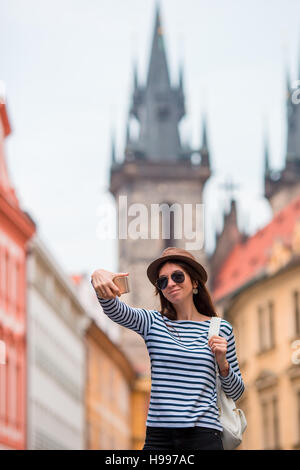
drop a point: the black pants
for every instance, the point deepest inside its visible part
(197, 438)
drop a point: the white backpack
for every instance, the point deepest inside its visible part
(232, 419)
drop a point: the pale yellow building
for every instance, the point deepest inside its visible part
(109, 394)
(258, 291)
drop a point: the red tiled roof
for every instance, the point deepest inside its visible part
(250, 258)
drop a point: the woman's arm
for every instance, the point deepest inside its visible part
(136, 319)
(232, 383)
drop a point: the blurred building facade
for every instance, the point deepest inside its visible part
(157, 169)
(56, 355)
(257, 290)
(109, 393)
(16, 229)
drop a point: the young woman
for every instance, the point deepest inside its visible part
(183, 409)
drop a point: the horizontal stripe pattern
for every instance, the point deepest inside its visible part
(183, 380)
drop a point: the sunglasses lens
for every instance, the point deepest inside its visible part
(178, 277)
(162, 282)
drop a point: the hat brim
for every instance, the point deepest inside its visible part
(152, 268)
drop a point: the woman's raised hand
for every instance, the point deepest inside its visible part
(102, 281)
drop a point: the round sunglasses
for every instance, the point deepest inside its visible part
(176, 276)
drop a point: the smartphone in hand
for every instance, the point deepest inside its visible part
(122, 283)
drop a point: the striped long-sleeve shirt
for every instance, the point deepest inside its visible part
(183, 379)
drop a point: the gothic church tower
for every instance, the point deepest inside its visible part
(283, 186)
(157, 169)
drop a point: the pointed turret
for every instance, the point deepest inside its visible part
(204, 151)
(158, 106)
(5, 183)
(158, 73)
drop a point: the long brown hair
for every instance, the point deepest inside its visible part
(202, 299)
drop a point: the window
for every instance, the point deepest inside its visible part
(296, 312)
(270, 422)
(266, 328)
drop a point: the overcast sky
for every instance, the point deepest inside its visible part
(67, 66)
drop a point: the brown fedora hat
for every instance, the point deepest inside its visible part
(174, 253)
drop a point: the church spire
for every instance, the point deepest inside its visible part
(204, 151)
(158, 73)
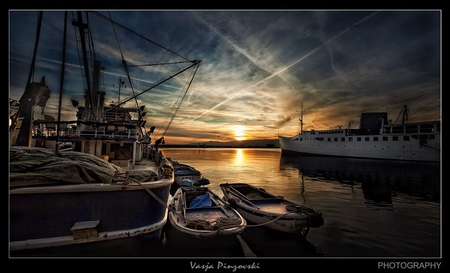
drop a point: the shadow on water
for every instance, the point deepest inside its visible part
(380, 180)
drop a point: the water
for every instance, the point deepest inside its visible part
(371, 208)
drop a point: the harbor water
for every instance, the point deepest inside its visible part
(371, 208)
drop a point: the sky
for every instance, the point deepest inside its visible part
(259, 70)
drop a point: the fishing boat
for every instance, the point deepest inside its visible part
(196, 212)
(375, 138)
(260, 207)
(108, 195)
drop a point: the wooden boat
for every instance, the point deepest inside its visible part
(263, 208)
(107, 197)
(197, 212)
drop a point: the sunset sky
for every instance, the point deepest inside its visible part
(257, 67)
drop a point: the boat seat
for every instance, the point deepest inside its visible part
(262, 201)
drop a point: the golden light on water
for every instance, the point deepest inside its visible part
(239, 157)
(239, 132)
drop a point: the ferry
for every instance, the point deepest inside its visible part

_Goal of the exercise_
Present the lines above as a numbered list, omitting any blank lines and leaving the pictures out.

_Answer to the problem_
1. drop a point: the black pants
2. for every instance, the point deepest inside its visible part
3. (197, 438)
4. drop a point: the white backpack
5. for every instance, the point deepest inside its visible part
6. (232, 419)
7. drop a point: the pale yellow building
8. for every instance, the point deepest inside its visible part
9. (109, 394)
10. (258, 291)
11. drop a point: the red tiled roof
12. for every instance, the point deepest inside its visible part
13. (250, 258)
14. drop a point: the woman's arm
15. for every instance, the point deepest inside its visible part
16. (136, 319)
17. (232, 383)
18. drop a point: the blurred building facade
19. for every instance, the point deepest inside its visible part
20. (157, 169)
21. (56, 355)
22. (257, 290)
23. (109, 393)
24. (16, 229)
25. drop a point: the young woman
26. for every instance, the point deepest inside its visible part
27. (183, 409)
28. drop a point: the horizontal stripe pattern
29. for every instance, the point deepest inside its visible part
30. (183, 380)
31. drop a point: the sunglasses lens
32. for every instance, the point deepest inside its visible part
33. (178, 277)
34. (162, 282)
35. drop a point: the hat brim
36. for every instance, the point deepest inside its visible part
37. (152, 268)
38. drop a point: the woman's raised hand
39. for every instance, the point deepest inside its visible part
40. (102, 281)
41. drop a point: the round sunglasses
42. for every instance, the point deepest inside its visible part
43. (176, 276)
44. drop a point: the smartphone in hand
45. for every instance, the point deepest inside its visible part
46. (122, 283)
47. drop a point: the striped long-sleeve shirt
48. for every instance, the point deepest inside its visible part
49. (183, 379)
50. drop a point: the gothic church tower
51. for every instance, the point deepest inside its visible part
52. (283, 186)
53. (157, 169)
54. drop a point: the pointed turret
55. for every instance, the point deepest inside its visible part
56. (204, 151)
57. (158, 106)
58. (5, 183)
59. (158, 73)
60. drop a point: the long brown hair
61. for every instance, the point deepest inside its visible part
62. (202, 299)
63. drop a point: the window
64. for every instance, the point deepest inside its visible part
65. (296, 312)
66. (270, 422)
67. (266, 328)
68. drop a point: the overcast sky
69. for every instance, the point deepest inside its visible part
70. (67, 66)
71. drop a point: the brown fedora hat
72. for every instance, the point deepest inside its visible part
73. (174, 253)
74. drop a point: the church spire
75. for every instance, the point deepest inside its visible part
76. (204, 151)
77. (158, 73)
78. drop a point: the shadow on water
79. for every instance, the point deepest inside its visible part
80. (380, 180)
81. drop a point: the water
82. for every instance, the point deepest inside its visible part
83. (371, 208)
84. drop a point: the harbor water
85. for every instance, the point deepest inside its visible part
86. (371, 208)
87. drop a point: the sky
88. for every instance, the point deepest inside its visible part
89. (259, 70)
90. drop a point: the fishing boat
91. for every instance, the point deepest inside its visible part
92. (196, 212)
93. (375, 138)
94. (260, 207)
95. (108, 195)
96. drop a point: the wooden boat
97. for every instance, the point deepest inside its visible part
98. (263, 208)
99. (107, 197)
100. (197, 212)
101. drop a point: the sunset sky
102. for every instance, the point deepest inside its visible part
103. (257, 67)
104. drop a point: the boat seat
105. for every instance, the point deepest inside its visible part
106. (262, 201)
107. drop a point: the golden light on water
108. for every instance, the point deepest inside its visible part
109. (239, 157)
110. (239, 132)
111. drop a point: the ferry
112. for every instance, the point deepest inside its visible part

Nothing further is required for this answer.